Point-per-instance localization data
________

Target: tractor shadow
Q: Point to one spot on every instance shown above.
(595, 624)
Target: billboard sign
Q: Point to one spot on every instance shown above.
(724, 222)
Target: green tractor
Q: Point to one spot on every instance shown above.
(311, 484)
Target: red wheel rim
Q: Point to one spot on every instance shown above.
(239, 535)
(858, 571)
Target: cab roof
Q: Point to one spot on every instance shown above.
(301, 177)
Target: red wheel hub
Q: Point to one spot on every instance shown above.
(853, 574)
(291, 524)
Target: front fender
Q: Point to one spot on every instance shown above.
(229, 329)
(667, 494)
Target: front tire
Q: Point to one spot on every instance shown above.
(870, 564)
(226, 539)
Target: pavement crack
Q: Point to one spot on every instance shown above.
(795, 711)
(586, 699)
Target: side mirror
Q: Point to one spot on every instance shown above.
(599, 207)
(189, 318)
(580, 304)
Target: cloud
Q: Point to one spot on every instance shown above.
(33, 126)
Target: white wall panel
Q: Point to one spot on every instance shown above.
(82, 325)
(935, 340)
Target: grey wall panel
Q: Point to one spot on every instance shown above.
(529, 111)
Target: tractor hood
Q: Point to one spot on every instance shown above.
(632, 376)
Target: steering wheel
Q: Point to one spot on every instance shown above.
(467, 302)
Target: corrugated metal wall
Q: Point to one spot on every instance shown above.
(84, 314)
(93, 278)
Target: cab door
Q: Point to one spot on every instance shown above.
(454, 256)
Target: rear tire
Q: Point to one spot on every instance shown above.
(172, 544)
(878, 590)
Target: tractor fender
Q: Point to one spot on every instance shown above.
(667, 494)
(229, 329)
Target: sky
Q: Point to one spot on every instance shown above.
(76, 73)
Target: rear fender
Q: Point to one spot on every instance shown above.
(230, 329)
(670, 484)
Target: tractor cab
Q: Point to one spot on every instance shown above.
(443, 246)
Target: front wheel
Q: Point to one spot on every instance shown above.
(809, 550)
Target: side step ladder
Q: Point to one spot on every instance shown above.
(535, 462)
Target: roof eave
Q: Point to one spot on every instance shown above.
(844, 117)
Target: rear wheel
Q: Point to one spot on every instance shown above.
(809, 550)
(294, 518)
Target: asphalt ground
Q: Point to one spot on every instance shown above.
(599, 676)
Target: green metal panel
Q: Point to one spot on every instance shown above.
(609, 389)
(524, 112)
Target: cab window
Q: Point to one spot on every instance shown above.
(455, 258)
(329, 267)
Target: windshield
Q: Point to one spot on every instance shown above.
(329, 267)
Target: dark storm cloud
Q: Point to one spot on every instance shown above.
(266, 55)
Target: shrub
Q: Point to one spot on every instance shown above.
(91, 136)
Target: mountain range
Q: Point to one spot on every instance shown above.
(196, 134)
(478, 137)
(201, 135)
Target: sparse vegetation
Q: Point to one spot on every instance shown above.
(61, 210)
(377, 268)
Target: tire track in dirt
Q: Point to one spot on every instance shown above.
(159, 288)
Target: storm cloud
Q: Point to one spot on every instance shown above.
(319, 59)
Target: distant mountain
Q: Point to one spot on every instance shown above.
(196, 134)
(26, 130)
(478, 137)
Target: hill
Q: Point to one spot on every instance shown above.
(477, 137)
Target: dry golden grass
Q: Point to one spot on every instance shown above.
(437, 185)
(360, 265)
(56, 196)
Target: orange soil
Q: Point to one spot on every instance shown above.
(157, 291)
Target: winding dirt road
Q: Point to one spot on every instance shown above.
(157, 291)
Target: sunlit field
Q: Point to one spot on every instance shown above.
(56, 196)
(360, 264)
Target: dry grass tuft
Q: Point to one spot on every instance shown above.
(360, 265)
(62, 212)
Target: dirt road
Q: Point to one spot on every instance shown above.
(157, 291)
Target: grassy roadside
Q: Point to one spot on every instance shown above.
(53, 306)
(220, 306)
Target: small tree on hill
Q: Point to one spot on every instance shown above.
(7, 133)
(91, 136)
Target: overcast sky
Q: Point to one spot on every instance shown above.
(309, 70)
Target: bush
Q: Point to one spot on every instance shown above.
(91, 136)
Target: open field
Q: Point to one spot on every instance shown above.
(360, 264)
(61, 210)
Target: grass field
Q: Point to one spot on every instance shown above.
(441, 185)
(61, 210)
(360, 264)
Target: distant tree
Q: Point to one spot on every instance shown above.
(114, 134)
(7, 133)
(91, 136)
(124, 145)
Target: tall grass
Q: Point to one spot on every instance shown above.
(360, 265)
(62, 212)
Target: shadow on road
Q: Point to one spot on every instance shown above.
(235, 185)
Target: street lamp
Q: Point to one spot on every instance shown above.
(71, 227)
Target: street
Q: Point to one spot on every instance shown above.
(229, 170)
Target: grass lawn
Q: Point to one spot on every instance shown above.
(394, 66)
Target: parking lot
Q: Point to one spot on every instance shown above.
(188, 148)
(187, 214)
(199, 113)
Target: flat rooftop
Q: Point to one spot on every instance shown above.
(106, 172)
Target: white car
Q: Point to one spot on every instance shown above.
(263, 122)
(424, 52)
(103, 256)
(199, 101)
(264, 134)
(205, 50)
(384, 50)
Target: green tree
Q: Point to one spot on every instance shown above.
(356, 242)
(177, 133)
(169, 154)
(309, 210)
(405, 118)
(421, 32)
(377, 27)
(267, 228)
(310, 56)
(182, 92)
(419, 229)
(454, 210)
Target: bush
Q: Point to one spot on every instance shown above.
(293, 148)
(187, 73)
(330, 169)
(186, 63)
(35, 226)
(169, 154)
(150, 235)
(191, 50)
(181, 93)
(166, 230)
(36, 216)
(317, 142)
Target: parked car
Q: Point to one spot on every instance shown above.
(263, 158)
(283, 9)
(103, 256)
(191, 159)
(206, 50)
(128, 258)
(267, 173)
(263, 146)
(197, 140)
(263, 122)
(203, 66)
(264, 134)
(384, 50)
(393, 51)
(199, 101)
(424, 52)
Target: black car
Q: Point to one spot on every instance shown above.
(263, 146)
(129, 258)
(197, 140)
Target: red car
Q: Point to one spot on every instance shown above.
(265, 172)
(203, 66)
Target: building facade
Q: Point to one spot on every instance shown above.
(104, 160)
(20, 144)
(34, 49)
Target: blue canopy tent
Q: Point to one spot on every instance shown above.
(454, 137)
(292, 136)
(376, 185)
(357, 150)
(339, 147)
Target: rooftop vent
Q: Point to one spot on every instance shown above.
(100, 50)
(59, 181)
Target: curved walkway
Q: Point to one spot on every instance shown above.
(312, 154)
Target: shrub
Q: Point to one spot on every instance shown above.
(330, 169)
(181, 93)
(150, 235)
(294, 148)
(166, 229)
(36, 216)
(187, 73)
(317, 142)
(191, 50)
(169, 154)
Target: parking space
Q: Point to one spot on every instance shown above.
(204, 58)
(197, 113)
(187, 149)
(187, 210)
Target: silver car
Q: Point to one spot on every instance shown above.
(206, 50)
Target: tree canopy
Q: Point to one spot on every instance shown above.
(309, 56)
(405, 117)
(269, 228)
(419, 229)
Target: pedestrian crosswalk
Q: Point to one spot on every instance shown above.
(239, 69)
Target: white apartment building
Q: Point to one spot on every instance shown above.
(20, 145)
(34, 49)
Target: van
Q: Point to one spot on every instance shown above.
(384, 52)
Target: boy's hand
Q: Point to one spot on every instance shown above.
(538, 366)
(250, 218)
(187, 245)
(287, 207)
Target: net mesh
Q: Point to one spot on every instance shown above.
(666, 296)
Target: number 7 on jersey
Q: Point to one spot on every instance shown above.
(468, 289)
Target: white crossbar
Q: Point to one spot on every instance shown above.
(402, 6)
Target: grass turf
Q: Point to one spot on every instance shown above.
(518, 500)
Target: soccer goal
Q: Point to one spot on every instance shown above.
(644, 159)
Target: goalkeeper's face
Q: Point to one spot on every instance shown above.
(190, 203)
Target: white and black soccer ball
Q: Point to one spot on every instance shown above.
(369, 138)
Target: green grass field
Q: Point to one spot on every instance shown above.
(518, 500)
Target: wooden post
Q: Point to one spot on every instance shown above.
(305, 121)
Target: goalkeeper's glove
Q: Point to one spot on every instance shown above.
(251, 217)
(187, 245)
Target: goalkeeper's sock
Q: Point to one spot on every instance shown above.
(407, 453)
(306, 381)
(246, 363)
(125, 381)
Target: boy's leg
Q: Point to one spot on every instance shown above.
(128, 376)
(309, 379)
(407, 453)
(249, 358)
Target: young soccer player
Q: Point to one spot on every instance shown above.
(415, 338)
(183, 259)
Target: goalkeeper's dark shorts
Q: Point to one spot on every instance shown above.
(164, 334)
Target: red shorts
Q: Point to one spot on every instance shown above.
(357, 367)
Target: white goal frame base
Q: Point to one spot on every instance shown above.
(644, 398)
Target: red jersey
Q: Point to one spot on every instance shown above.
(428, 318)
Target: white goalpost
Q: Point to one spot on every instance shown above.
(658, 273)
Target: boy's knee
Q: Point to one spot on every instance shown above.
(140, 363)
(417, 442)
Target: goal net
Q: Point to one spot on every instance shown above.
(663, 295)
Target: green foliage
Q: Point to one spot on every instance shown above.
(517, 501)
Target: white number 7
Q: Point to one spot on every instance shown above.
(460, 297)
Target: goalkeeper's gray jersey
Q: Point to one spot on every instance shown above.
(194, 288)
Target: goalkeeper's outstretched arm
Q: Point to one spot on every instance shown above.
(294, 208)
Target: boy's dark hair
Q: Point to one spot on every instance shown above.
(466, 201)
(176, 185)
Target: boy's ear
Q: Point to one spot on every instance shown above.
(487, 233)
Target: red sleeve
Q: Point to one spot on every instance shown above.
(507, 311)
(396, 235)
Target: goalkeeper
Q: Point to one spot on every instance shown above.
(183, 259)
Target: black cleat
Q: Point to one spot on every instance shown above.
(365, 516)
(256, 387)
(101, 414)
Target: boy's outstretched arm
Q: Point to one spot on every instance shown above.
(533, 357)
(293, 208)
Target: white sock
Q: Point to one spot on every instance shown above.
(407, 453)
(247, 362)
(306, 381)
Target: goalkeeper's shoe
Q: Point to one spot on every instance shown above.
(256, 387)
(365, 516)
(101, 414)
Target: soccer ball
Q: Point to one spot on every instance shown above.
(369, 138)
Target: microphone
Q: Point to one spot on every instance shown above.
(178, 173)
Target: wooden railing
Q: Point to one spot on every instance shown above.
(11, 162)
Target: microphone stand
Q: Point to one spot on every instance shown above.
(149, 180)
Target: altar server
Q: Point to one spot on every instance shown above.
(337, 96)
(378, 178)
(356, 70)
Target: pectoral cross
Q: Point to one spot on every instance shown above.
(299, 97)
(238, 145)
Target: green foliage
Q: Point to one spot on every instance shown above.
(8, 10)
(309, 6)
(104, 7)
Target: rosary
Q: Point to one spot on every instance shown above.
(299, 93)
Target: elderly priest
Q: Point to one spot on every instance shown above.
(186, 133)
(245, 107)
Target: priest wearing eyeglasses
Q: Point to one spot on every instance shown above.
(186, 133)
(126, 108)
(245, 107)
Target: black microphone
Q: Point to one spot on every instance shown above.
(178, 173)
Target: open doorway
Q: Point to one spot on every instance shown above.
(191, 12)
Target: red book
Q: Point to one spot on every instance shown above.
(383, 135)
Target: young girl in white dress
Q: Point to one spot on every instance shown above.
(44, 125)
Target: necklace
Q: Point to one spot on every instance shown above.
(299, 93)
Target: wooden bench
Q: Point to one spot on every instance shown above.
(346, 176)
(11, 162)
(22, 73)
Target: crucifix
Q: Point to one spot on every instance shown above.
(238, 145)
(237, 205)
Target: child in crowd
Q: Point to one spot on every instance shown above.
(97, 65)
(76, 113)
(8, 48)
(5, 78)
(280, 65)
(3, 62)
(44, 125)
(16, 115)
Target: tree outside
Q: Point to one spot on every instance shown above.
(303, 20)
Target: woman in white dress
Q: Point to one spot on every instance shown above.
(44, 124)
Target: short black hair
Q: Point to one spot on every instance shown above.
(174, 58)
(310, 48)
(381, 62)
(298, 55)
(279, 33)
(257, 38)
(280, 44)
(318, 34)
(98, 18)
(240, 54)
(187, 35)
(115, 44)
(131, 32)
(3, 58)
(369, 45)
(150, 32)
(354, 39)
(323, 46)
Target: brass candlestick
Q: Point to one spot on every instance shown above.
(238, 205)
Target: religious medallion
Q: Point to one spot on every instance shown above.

________

Locate the word "dress" in the records and collect each line it appears in.

Target: young girl in white dress
Target: woman in white dress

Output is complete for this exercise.